— Instructions to follow —
Copy out each line of the data below that contains the string "every". Matches must have the same case.

— Material supplied —
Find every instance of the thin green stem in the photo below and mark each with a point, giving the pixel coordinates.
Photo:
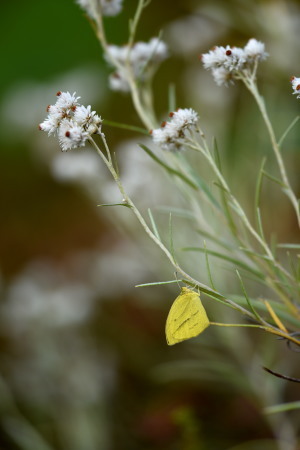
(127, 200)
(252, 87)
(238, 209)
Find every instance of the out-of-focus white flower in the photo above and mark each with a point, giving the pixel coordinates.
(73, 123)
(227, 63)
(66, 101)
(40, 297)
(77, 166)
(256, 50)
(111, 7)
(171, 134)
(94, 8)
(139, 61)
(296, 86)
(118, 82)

* * *

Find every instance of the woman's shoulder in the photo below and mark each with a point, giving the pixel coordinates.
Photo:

— Solution to this exercise —
Find every instance of the thin green stem in the photo below and mark each with a point, giving the pixel coordinates.
Find every instance of the out-of-focus white flower in the photo above and mark each with a point, giving the pixel coordinates.
Find every instance of the woman's shoulder in the photo below and mark each with a point, giving the pixel coordinates.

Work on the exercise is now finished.